→ Text provided:
○ ○ ○ ○ ○

This project will deeper knowledge into the role of HSF1 in hepatoblastoma development and growth and may lead to novel therapeutic agents to treat aggressive tumors that today are fatal or necessitate liver transplantation.
Pengfei Xu, PhD – Postdoctoral Research Associate, Department of Pathology
“PAPSS2-mediated Sulfation in Drug-induced Liver Toxicity”
Protein tyrosine sulfation is a common post-translational modification that affects protein-protein interactions and cellular signaling. The sulfoconjugation reactions depend on the unique and universal sulfate donor 3′- phosphoadenosine-5′-phosphosulfate (PAPS). The PAPS synthase 2 (PAPSS2) is the primary enzyme to synthesize PAPS in the liver. The goal of this study is to determine whether and how PAPSS2 plays a role in drug-induced hepatotoxicity.
Acetaminophen (APAP) overdose is a typical drug-induced liver injury and the leading cause of acute liver failure (ALF) in the United States. Oxidative stress and generation of reactive oxygen species are major pathogenic events in APAP overdose. As such, understanding APAP responsive stress response and its interventions will help to develop strategies to prevent and treat APAP hepatotoxicity. The nuclear factor erythroid 2-related factor 2 (Nrf2) is a master regulator of oxidative response through its transcriptional regulation of anti-oxidative genes. The activity of Nrf2 is positively regulated by p21. The p21 gene itself is a transcriptional target of p53, a tumor suppressor gene known to inhibit APAP hepatotoxicity. The transcriptional activity and stability of p53 is negatively regulated by its interaction with MDM2, an E3 ubiquitin ligase that targets p53 for ubiquitination and proteasomal degradation.
Our preliminary results showed that: 1) The hepatic expression of PAPSS2 is decreased in APAP-induced hepatotoxicity in mice and in human patients; 2) Hepatocytes are the major cellular source of PAPSS2 in the liver; 3) The hepatocyte specific Papss2 knockout mice (Papss2ΔHC) have been created; 4) Papss2ΔHC mice are protected from APAP-induced hepatotoxicity despite having a decreased APAP sulfation; 5) The hepatoprotective phenotype of Papss2ΔHC mice is accompanied by increased hepatic antioxidative capacity; 6) The increased hepatic antioxidative capacity is accompanied by the accumulation of p53 and induction of the p53 target gene p21, leading to enhanced activity of Nrf2; 7) Knock-down of p53 attenuates the hepatoprotective effect of Papss2ΔHC; and 8) p53 is a novel substrate of sulfation, and Papss2 ablation leads to decreased p53-MDM2 interaction.

○ ○ ○ ○ ○

→ Record excerpts:

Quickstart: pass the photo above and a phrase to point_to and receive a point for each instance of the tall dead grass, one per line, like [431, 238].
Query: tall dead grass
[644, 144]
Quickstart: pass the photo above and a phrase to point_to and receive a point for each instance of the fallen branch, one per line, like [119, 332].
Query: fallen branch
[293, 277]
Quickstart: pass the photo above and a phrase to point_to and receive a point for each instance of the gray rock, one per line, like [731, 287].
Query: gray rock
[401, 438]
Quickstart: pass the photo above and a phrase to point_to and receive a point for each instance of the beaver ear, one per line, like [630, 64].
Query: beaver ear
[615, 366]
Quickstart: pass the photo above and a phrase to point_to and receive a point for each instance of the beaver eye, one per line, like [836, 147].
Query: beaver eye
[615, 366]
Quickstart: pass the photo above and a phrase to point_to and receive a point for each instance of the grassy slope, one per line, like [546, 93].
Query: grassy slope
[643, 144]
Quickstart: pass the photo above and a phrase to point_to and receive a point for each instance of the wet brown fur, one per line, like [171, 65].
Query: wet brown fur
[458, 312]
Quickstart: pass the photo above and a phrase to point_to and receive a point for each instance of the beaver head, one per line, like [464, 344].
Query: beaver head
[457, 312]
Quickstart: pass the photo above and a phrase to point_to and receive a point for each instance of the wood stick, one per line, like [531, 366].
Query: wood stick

○ ○ ○ ○ ○

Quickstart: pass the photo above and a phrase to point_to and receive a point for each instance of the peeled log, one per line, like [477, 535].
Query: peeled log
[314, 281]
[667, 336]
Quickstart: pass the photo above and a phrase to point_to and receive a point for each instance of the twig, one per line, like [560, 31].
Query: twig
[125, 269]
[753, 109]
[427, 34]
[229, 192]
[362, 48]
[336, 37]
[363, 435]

○ ○ ○ ○ ○

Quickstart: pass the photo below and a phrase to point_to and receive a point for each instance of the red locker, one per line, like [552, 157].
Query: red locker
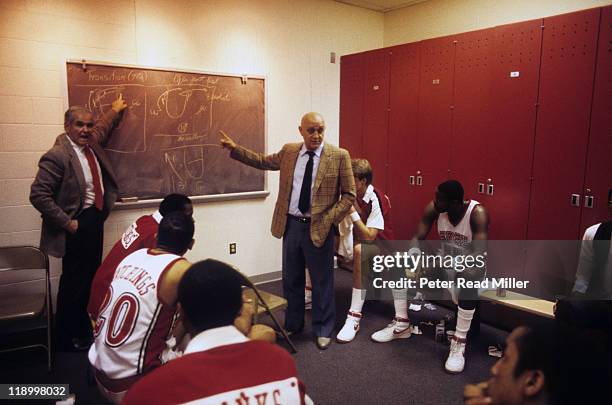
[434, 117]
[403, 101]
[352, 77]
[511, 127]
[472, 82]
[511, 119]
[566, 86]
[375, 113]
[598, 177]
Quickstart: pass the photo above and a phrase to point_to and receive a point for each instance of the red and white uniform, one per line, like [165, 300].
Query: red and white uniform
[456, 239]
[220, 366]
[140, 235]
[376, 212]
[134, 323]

○ ○ ○ ○ ○

→ Tasks to complete:
• a. Reproduce the stretch of the PAPSS2 text from "This project will" through "necessitate liver transplantation.".
• b. Extend the PAPSS2 text above, picking up right after its final sentence.

→ Answers in order:
• a.
This project will deeper knowledge into the role of HSF1 in hepatoblastoma development and growth and may lead to novel therapeutic agents to treat aggressive tumors that today are fatal or necessitate liver transplantation.

• b.
Based on our preliminary data, we hypothesize that PAPSS2-facilitated protein sulfation plays an important in APAP hepatotoxicity. Specifically, we hypothesize that inhibition of p53 sulfoconjugation prevents APAP-induced oxidative liver injury by activating the p53-p21-Nrf2 axis. Mechanistically, p53 is a novel substrate of sulfation. Papss2 ablation or inhibition of sulfation leads to p53 protein accumulation by preventing p53 sulfation, which disrupts p53-MDM2 interaction and p53 ubiquitination, and increases p53 protein stability. We propose two specific aims to test our hypothesis: 1) To determine whether the hepatoprotective effect of Papss2ΔHC is p53-dependent; and 2) To determine the mechanism by which sulfoconjugation of p53 affects its protein stability and its activity in inhibiting APAP hepatotoxicity.
To our knowledge, this study represents the first attempt to systematically evaluate the role of PAPSS2 and protein sulfoconjugation in APAP hepatotoxicity. Our results suggest that inhibition of sulfation, especially p53 sulfation, may be explored for the clinical management of APAP overdose.